__What needs to be done__: State how many of the rows below contain the string "black", matching case exactly, and give only that number.

__Entries__:
begin
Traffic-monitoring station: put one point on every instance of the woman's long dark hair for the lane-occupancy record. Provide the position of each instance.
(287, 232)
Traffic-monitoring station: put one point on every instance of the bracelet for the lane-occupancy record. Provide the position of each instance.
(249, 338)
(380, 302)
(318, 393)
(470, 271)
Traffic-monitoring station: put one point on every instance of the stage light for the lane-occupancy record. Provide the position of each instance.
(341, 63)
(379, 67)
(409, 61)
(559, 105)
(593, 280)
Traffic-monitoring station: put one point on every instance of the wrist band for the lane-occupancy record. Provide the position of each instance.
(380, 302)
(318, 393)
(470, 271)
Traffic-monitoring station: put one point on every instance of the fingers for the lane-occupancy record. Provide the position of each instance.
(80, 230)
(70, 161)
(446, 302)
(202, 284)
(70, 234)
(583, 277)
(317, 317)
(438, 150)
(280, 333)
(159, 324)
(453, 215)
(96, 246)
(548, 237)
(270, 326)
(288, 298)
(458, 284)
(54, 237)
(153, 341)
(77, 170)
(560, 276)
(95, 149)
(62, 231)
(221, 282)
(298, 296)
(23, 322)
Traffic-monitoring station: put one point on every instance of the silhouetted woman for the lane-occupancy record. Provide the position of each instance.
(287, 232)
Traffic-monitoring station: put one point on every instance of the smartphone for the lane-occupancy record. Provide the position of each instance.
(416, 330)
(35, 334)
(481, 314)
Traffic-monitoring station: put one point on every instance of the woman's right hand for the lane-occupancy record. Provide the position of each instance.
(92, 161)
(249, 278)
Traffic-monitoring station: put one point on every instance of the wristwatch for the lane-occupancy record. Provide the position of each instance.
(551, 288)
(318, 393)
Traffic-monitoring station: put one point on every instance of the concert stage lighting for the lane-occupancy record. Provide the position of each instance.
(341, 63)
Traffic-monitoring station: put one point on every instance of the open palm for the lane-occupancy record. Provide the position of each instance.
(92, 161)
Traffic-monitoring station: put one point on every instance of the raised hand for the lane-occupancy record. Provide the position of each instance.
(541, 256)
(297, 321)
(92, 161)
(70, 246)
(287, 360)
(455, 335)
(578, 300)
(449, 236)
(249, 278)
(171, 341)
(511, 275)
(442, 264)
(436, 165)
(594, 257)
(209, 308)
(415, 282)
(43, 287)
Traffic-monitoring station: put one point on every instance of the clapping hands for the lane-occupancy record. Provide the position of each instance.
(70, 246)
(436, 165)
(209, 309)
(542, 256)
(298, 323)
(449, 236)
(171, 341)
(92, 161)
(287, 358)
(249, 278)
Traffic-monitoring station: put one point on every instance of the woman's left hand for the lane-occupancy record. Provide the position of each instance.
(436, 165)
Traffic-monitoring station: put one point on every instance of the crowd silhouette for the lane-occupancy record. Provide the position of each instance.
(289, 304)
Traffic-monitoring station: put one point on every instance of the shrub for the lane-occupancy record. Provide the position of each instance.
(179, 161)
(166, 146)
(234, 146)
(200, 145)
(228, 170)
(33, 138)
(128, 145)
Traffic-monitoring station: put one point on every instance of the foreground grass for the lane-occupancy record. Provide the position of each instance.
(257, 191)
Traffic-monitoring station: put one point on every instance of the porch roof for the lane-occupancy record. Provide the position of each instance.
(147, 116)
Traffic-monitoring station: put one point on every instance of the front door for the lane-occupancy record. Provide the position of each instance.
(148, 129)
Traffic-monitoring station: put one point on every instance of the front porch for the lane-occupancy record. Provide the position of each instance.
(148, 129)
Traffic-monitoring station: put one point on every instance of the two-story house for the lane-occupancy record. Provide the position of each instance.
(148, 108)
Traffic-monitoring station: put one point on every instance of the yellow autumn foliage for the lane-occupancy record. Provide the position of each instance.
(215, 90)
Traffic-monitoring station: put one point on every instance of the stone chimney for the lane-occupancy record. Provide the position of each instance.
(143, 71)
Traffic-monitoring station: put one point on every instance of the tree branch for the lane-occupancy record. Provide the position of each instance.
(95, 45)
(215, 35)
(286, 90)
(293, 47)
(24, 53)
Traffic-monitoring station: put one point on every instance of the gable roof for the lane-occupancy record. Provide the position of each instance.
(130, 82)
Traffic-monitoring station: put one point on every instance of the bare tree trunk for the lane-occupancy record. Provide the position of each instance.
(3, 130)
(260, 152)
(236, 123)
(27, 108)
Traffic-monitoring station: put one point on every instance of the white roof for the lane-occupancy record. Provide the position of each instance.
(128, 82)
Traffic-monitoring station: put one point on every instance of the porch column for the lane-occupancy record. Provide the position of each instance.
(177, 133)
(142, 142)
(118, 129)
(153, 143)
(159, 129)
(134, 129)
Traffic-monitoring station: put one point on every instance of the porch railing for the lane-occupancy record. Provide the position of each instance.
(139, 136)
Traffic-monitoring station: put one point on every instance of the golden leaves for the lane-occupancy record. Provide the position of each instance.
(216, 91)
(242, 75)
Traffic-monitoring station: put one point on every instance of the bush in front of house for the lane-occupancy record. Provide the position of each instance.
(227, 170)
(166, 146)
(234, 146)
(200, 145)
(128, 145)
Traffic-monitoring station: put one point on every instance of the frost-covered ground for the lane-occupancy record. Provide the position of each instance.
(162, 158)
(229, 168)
end
begin
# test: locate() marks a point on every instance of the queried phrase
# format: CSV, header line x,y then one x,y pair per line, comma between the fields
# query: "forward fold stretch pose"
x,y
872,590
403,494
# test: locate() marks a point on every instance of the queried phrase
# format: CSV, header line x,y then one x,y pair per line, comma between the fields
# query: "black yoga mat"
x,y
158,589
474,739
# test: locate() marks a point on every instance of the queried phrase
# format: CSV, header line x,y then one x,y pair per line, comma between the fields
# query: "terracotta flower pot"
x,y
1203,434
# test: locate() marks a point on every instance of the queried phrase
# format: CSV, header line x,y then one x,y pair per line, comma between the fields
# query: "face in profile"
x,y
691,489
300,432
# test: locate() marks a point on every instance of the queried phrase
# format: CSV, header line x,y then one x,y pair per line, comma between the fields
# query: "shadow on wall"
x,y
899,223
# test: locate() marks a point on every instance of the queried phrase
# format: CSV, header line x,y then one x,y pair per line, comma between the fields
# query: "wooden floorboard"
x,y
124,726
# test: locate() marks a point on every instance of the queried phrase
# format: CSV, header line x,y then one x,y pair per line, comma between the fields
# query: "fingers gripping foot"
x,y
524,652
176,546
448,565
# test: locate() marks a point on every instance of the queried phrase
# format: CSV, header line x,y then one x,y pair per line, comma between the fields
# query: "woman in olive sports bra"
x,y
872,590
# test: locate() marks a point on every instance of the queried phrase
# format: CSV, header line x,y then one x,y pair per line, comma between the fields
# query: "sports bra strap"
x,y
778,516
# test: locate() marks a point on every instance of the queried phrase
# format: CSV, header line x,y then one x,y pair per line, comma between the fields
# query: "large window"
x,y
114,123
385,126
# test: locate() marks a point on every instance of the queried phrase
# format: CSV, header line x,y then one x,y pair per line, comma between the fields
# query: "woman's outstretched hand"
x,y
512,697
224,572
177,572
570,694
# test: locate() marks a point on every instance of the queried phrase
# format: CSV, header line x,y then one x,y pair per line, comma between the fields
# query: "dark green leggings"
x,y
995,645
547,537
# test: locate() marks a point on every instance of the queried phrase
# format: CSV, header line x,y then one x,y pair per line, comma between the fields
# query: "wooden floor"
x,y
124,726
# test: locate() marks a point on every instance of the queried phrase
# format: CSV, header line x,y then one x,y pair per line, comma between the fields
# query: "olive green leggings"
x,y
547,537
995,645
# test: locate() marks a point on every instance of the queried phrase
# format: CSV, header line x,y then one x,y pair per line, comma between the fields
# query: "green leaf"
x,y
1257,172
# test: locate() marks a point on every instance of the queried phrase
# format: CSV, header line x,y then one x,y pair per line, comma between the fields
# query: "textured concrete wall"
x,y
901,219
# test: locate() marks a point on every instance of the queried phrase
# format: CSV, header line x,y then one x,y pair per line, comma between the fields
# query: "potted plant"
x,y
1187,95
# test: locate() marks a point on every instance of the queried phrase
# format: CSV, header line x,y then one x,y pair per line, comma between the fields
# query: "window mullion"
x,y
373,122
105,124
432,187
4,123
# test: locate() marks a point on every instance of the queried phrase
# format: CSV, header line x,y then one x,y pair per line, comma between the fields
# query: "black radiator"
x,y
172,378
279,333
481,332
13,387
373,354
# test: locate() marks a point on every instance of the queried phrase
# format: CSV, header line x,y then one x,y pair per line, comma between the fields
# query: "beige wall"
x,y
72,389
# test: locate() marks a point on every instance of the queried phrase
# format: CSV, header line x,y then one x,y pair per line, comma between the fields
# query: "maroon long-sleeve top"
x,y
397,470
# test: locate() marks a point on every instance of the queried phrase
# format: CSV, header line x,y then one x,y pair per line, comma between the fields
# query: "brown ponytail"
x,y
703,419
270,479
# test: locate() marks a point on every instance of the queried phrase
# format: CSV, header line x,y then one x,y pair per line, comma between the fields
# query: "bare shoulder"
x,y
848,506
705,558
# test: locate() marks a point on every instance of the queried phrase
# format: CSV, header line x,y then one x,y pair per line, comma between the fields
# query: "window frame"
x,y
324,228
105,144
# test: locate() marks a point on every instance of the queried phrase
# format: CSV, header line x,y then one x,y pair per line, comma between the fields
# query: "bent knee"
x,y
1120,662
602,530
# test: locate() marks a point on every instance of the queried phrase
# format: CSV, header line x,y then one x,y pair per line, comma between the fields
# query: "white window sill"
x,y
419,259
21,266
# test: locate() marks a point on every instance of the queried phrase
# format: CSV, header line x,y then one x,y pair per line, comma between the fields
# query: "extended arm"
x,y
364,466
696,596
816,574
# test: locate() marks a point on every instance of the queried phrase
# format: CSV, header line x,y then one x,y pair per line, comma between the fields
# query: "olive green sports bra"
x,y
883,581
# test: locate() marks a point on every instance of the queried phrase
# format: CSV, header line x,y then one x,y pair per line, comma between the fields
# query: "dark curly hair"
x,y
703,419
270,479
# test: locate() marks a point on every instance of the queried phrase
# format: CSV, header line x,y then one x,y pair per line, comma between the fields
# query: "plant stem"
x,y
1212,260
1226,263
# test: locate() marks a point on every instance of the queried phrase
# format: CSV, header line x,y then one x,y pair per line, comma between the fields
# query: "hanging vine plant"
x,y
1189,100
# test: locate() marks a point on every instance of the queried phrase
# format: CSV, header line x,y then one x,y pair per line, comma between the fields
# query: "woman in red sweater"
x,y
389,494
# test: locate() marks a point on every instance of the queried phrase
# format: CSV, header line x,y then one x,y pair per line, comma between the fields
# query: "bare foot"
end
begin
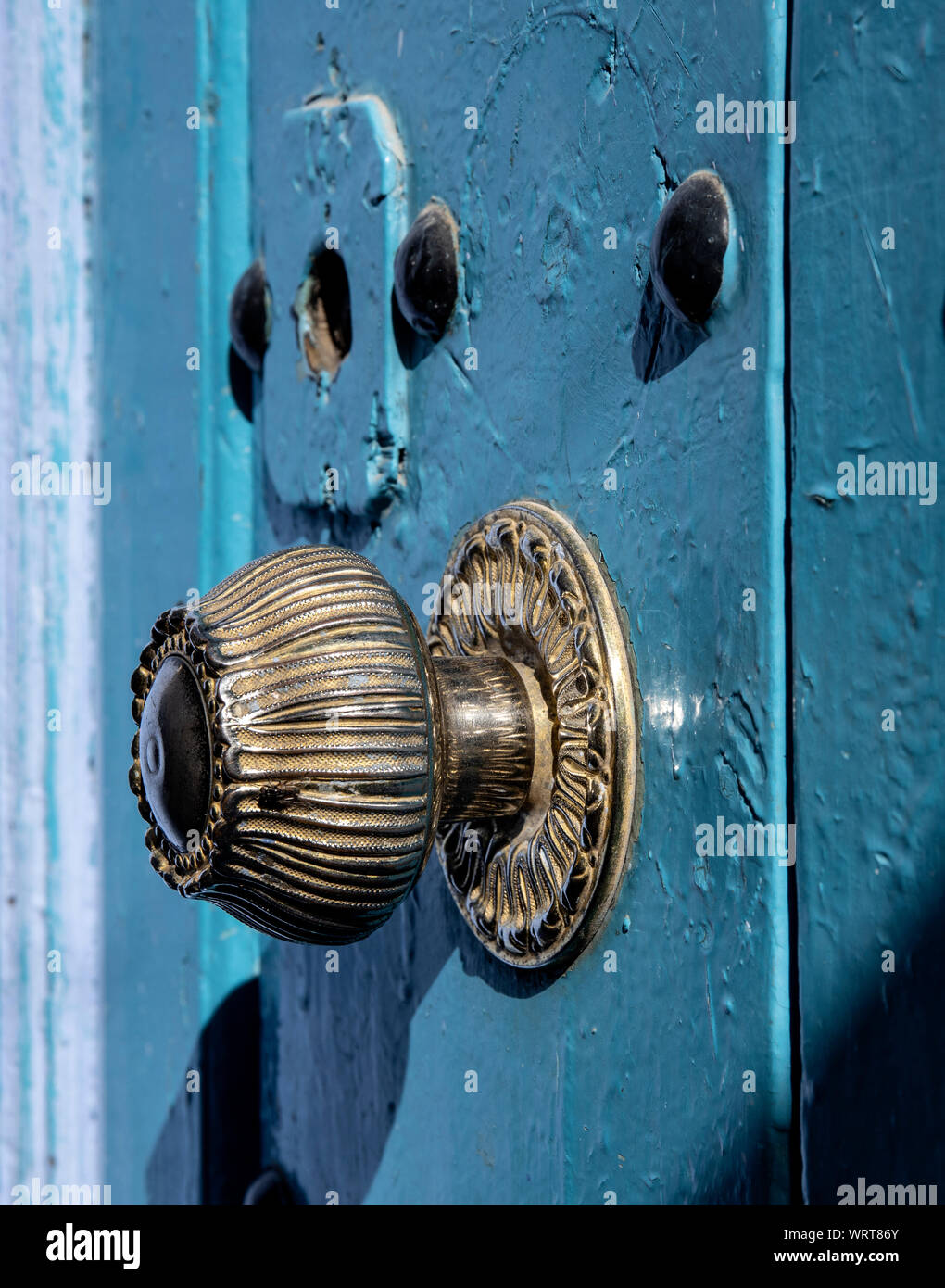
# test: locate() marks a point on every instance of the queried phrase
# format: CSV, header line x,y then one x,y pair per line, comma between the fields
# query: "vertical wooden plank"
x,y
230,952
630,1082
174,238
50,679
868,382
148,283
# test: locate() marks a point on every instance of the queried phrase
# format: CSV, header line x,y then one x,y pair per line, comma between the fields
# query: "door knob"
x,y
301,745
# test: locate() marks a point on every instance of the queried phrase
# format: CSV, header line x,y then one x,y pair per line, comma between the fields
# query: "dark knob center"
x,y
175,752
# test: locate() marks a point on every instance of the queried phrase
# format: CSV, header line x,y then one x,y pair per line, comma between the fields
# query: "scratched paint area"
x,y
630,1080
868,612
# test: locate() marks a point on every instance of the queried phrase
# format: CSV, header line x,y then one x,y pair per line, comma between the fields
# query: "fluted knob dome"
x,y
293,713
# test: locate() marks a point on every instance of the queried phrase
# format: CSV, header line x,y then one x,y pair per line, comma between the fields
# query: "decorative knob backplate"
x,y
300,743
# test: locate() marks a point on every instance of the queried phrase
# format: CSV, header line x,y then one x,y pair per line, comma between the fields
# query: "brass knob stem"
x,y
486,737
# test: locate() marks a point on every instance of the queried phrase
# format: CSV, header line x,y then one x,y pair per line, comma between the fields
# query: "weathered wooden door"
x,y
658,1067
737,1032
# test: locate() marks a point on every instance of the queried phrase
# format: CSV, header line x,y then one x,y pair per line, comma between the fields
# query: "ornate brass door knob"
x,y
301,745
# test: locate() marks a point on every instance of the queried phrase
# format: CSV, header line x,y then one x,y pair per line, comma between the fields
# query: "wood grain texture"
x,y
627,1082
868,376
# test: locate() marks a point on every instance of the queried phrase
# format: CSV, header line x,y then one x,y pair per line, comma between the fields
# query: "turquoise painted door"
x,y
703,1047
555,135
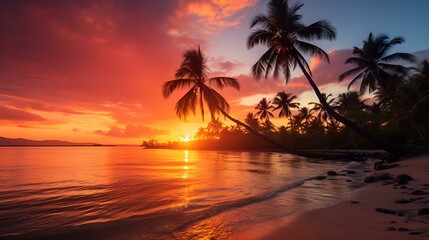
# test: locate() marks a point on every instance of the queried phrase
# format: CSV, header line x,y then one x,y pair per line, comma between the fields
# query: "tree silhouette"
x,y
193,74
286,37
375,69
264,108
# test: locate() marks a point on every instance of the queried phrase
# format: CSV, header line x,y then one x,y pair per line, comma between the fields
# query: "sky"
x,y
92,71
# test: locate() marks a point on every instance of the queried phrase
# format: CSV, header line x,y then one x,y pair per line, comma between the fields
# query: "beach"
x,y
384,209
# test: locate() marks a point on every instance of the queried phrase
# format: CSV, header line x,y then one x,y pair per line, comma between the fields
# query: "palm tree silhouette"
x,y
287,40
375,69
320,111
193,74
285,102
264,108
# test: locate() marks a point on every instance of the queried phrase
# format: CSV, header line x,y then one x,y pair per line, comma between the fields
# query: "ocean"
end
__The answer__: 2